(Point annotation dataset entries)
========
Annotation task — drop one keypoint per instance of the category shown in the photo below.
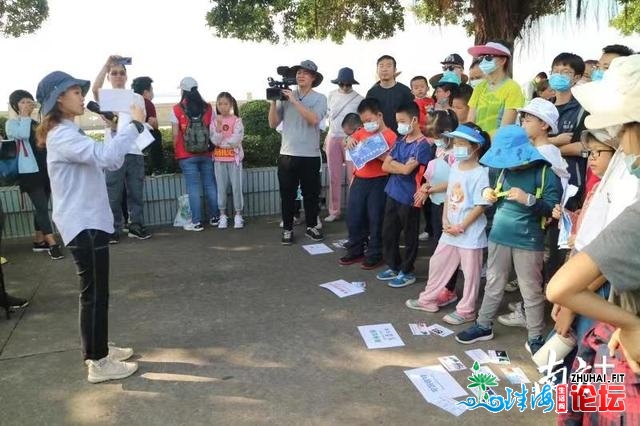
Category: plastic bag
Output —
(183, 216)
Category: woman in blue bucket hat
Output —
(525, 193)
(76, 165)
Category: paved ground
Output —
(229, 327)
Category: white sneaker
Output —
(109, 369)
(331, 218)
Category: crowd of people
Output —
(489, 166)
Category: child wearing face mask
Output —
(464, 235)
(405, 163)
(525, 192)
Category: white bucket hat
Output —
(614, 100)
(545, 111)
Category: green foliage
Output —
(628, 21)
(305, 19)
(18, 17)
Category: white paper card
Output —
(478, 355)
(341, 288)
(380, 336)
(439, 330)
(435, 382)
(116, 100)
(452, 363)
(515, 375)
(314, 249)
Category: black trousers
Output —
(400, 218)
(90, 251)
(303, 171)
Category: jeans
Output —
(365, 215)
(90, 251)
(131, 175)
(198, 172)
(303, 171)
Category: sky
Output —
(170, 40)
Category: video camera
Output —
(274, 91)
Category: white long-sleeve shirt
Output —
(76, 165)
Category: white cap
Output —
(188, 83)
(545, 111)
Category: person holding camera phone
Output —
(131, 174)
(76, 165)
(300, 115)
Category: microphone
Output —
(94, 107)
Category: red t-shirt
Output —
(178, 144)
(373, 168)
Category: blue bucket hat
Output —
(467, 133)
(55, 84)
(511, 148)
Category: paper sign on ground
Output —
(314, 249)
(379, 336)
(341, 288)
(419, 329)
(439, 330)
(116, 100)
(478, 355)
(452, 363)
(435, 382)
(515, 375)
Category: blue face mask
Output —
(488, 67)
(559, 82)
(597, 75)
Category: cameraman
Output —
(300, 158)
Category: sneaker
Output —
(387, 275)
(287, 238)
(55, 253)
(446, 297)
(534, 344)
(402, 280)
(40, 247)
(315, 234)
(331, 218)
(138, 231)
(455, 318)
(350, 259)
(370, 264)
(109, 369)
(196, 227)
(415, 304)
(14, 303)
(223, 222)
(511, 286)
(514, 319)
(475, 333)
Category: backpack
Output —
(196, 135)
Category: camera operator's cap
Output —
(491, 48)
(55, 84)
(188, 83)
(453, 59)
(615, 99)
(309, 66)
(345, 76)
(545, 111)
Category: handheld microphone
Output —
(94, 107)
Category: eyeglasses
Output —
(595, 153)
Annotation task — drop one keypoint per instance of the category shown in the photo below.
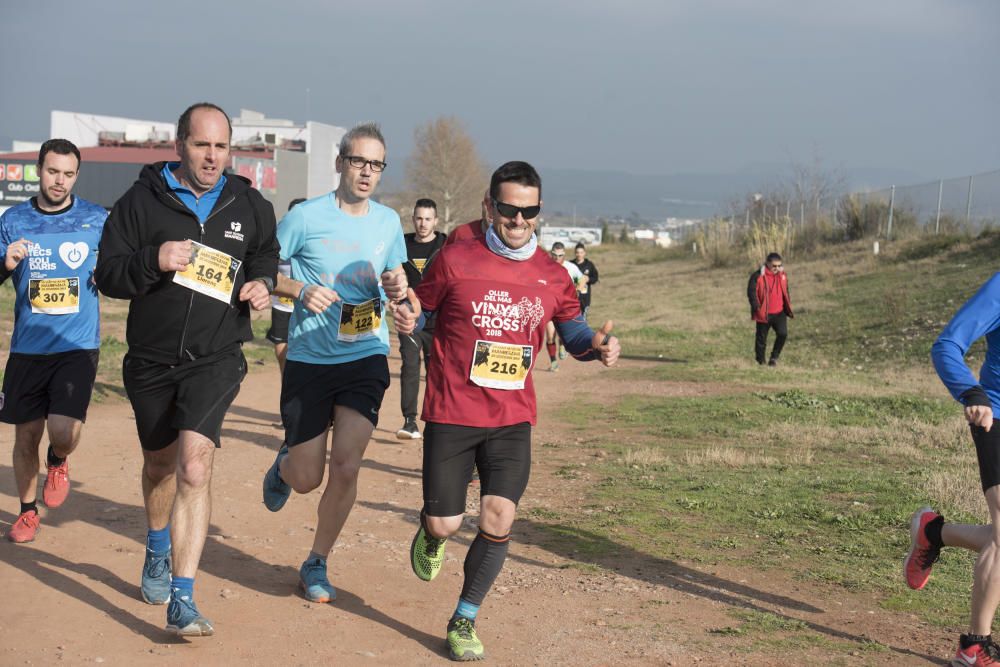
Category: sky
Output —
(656, 87)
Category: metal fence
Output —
(967, 204)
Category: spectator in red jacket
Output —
(770, 306)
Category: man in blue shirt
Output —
(979, 317)
(339, 246)
(49, 246)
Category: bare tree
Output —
(446, 167)
(813, 185)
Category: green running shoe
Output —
(463, 643)
(426, 555)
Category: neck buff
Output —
(500, 248)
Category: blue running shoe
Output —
(276, 492)
(313, 581)
(184, 619)
(155, 585)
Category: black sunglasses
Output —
(511, 211)
(359, 162)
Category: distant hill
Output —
(619, 194)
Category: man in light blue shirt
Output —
(48, 247)
(340, 246)
(980, 399)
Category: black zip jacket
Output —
(169, 323)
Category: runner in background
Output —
(553, 345)
(588, 269)
(281, 313)
(421, 246)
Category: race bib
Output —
(500, 365)
(54, 296)
(211, 272)
(360, 320)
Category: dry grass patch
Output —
(957, 489)
(728, 457)
(644, 458)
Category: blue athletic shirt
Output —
(980, 316)
(64, 246)
(200, 206)
(347, 254)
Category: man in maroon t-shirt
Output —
(770, 306)
(493, 296)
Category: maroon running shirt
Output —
(491, 315)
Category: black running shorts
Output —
(988, 453)
(309, 393)
(193, 396)
(278, 333)
(38, 385)
(502, 455)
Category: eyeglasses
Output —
(511, 211)
(359, 162)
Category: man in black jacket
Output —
(192, 249)
(421, 246)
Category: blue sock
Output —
(182, 587)
(466, 610)
(158, 540)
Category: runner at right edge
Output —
(979, 317)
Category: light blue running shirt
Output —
(348, 254)
(57, 274)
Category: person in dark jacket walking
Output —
(421, 247)
(588, 269)
(193, 250)
(770, 306)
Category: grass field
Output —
(813, 467)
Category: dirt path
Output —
(72, 595)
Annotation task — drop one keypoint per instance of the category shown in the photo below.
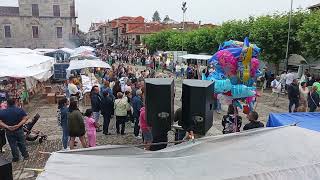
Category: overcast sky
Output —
(206, 11)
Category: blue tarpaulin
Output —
(304, 120)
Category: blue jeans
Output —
(218, 105)
(96, 116)
(294, 102)
(106, 122)
(17, 140)
(136, 129)
(65, 136)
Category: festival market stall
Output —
(236, 68)
(83, 52)
(22, 74)
(197, 59)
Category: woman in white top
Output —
(304, 91)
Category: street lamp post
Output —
(184, 9)
(288, 41)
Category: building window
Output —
(56, 10)
(73, 31)
(35, 31)
(72, 11)
(35, 10)
(7, 31)
(59, 32)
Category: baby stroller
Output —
(32, 135)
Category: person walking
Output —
(72, 88)
(178, 70)
(76, 124)
(121, 107)
(276, 90)
(107, 111)
(12, 119)
(313, 99)
(96, 104)
(91, 126)
(289, 79)
(232, 121)
(63, 120)
(146, 129)
(293, 95)
(254, 123)
(304, 92)
(137, 104)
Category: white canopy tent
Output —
(196, 56)
(290, 153)
(26, 66)
(68, 50)
(44, 51)
(81, 64)
(16, 51)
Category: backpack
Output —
(229, 125)
(59, 117)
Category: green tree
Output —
(271, 34)
(156, 16)
(166, 19)
(309, 35)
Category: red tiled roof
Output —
(315, 6)
(148, 29)
(9, 11)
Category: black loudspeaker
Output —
(5, 169)
(159, 103)
(197, 105)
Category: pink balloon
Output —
(254, 66)
(227, 62)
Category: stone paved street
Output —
(48, 125)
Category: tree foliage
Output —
(156, 16)
(309, 35)
(166, 19)
(269, 32)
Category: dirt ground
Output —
(48, 125)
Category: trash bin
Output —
(160, 133)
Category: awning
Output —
(290, 153)
(305, 120)
(196, 56)
(81, 64)
(16, 51)
(34, 66)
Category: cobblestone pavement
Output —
(48, 125)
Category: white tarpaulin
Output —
(34, 66)
(286, 153)
(16, 51)
(81, 64)
(196, 56)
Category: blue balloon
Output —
(242, 91)
(222, 86)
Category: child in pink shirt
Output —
(145, 129)
(91, 126)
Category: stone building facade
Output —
(38, 24)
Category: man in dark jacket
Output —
(107, 111)
(12, 119)
(137, 104)
(96, 104)
(293, 95)
(313, 99)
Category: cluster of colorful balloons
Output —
(236, 68)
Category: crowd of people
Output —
(120, 94)
(303, 95)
========
PROMPT: Please print every one of the entries above word for word, leaving out the pictures.

WORKED SOLUTION:
Annotation task — drop one keypoint per instance of the category shown in the photo below.
Category: plastic bag
Output —
(183, 216)
Category: woman in blue bucket hat
Output —
(525, 193)
(76, 165)
Category: paved ground
Output —
(229, 327)
Category: white sneaker
Output —
(109, 369)
(331, 218)
Category: crowd of people
Output —
(489, 166)
Category: child wearing face mask
Output —
(464, 235)
(405, 163)
(525, 192)
Category: white bucket hat
Output —
(614, 100)
(545, 111)
Category: green foliage
Output —
(628, 21)
(305, 19)
(18, 17)
Category: white paper card
Output —
(478, 355)
(341, 288)
(380, 336)
(439, 330)
(435, 382)
(116, 100)
(452, 363)
(515, 375)
(314, 249)
Category: black trousers
Output —
(400, 218)
(90, 251)
(303, 171)
Category: jeans
Output —
(365, 215)
(90, 251)
(131, 175)
(198, 172)
(303, 171)
Category: sky
Output —
(170, 40)
Category: video camera
Output —
(274, 91)
Category: white long-sleeve shirt
Output —
(76, 165)
Category: white cap
Output —
(188, 83)
(545, 111)
Category: person holding camera phone
Output —
(131, 174)
(76, 165)
(300, 115)
Category: microphone
Output —
(94, 107)
Category: red t-shirt
Output —
(178, 144)
(373, 168)
Category: blue bucket hat
Output —
(467, 133)
(55, 84)
(511, 148)
Category: paper sign on ground
Output —
(314, 249)
(379, 336)
(341, 288)
(419, 329)
(439, 330)
(116, 100)
(478, 355)
(452, 363)
(435, 382)
(515, 375)
Category: blue face mask
Output —
(488, 67)
(559, 82)
(597, 75)
Category: cameraman
Output —
(300, 158)
Category: sneaker
Output —
(387, 275)
(287, 238)
(55, 253)
(446, 297)
(534, 344)
(402, 280)
(40, 247)
(315, 234)
(331, 218)
(138, 231)
(455, 318)
(350, 259)
(370, 264)
(109, 369)
(196, 227)
(415, 304)
(14, 303)
(223, 222)
(511, 286)
(514, 319)
(475, 333)
Category: backpack
Output —
(196, 135)
Category: camera operator's cap
Output —
(491, 48)
(55, 84)
(188, 83)
(453, 59)
(615, 99)
(309, 66)
(345, 76)
(545, 111)
Category: handheld microphone
Output —
(94, 107)
Category: eyeglasses
Output —
(595, 153)
Annotation task — drop one keypoint per instance of the category shown in the photo below.
Category: sky
Output —
(656, 87)
Category: metal fence
Output —
(967, 204)
Category: spectator in red jacket
Output —
(770, 306)
Category: man in blue shirt
Output —
(979, 317)
(339, 246)
(49, 246)
Category: bare tree
Output —
(446, 167)
(813, 185)
Category: green running shoe
Output —
(463, 643)
(426, 555)
Category: neck buff
Output —
(500, 248)
Category: blue running shoe
Output —
(276, 492)
(313, 581)
(184, 619)
(155, 585)
Category: black sunglasses
Output —
(511, 211)
(359, 162)
Category: distant hill
Output —
(619, 194)
Category: man in light blue shirt
Output —
(48, 247)
(340, 246)
(980, 399)
Category: black zip jacket
Output —
(169, 323)
Category: runner in background
Output —
(553, 345)
(588, 269)
(281, 313)
(421, 246)
Category: race bib
Output —
(500, 365)
(54, 296)
(211, 272)
(360, 320)
Category: dry grass patch
Output —
(957, 489)
(728, 457)
(644, 458)
Category: blue athletic shirt
Output —
(980, 316)
(64, 246)
(200, 206)
(347, 254)
Category: man in maroon t-shirt
Output —
(770, 306)
(493, 296)
Category: maroon running shirt
Output —
(491, 315)
Category: black running shorts
Output —
(988, 453)
(309, 393)
(193, 396)
(278, 333)
(38, 385)
(502, 455)
Category: eyeglasses
Output —
(511, 211)
(359, 162)
Category: man in black jacket
Output —
(192, 249)
(421, 246)
Category: blue sock
Output —
(182, 587)
(466, 610)
(158, 540)
Category: runner at right edge
Output —
(979, 317)
Category: light blue running shirt
Output —
(348, 254)
(57, 274)
Category: person in dark jacket walking
Output —
(421, 247)
(588, 269)
(193, 250)
(770, 306)
Category: grass field
Output —
(813, 467)
Category: dirt path
Output —
(72, 595)
Annotation task — drop one keypoint per instance of the category shown in the photo below.
Category: overcast sky
Output —
(206, 11)
Category: blue tarpaulin
Output —
(304, 120)
Category: blue jeans
Output —
(218, 105)
(96, 116)
(294, 102)
(106, 122)
(17, 140)
(136, 129)
(65, 136)
Category: festival market stall
Output —
(236, 68)
(83, 52)
(22, 74)
(197, 59)
Category: woman in white top
Output —
(304, 91)
Category: street lamp post
Output —
(184, 9)
(288, 41)
Category: building window
Output —
(56, 10)
(73, 31)
(35, 31)
(72, 11)
(35, 10)
(7, 31)
(59, 32)
Category: baby stroller
Output —
(32, 135)
Category: person walking
Output —
(72, 88)
(178, 70)
(76, 124)
(121, 107)
(276, 90)
(107, 111)
(12, 119)
(313, 99)
(96, 104)
(91, 126)
(289, 79)
(232, 121)
(63, 120)
(146, 129)
(293, 95)
(254, 123)
(304, 92)
(137, 104)
Category: white canopy tent
Output —
(196, 56)
(290, 153)
(26, 66)
(68, 50)
(44, 51)
(81, 64)
(16, 51)
Category: backpack
Output —
(229, 125)
(59, 117)
Category: green tree
Output —
(271, 34)
(156, 16)
(166, 19)
(309, 35)
Category: red tiled roof
Output —
(315, 6)
(148, 29)
(9, 11)
Category: black loudspeaker
Output —
(5, 169)
(159, 103)
(197, 105)
Category: pink balloon
Output —
(254, 66)
(227, 62)
Category: stone paved street
Output —
(48, 125)
Category: tree foliage
Output —
(156, 16)
(309, 35)
(166, 19)
(269, 32)
Category: dirt ground
Output —
(48, 125)
Category: trash bin
Output —
(160, 133)
Category: awning
Output —
(290, 153)
(305, 120)
(196, 56)
(81, 64)
(16, 51)
(34, 66)
Category: cobblestone pavement
Output —
(48, 125)
Category: white tarpaulin
Output —
(34, 66)
(286, 153)
(16, 51)
(81, 64)
(196, 56)
Category: blue balloon
Output —
(242, 91)
(222, 86)
Category: child in pink shirt
Output —
(145, 129)
(91, 126)
Category: stone building facade
Output —
(38, 24)
Category: man in dark jacket
Output —
(107, 111)
(12, 119)
(137, 104)
(96, 104)
(293, 95)
(313, 99)
Category: cluster of colorful balloons
Output —
(236, 68)
Category: crowd of people
Output —
(120, 94)
(303, 95)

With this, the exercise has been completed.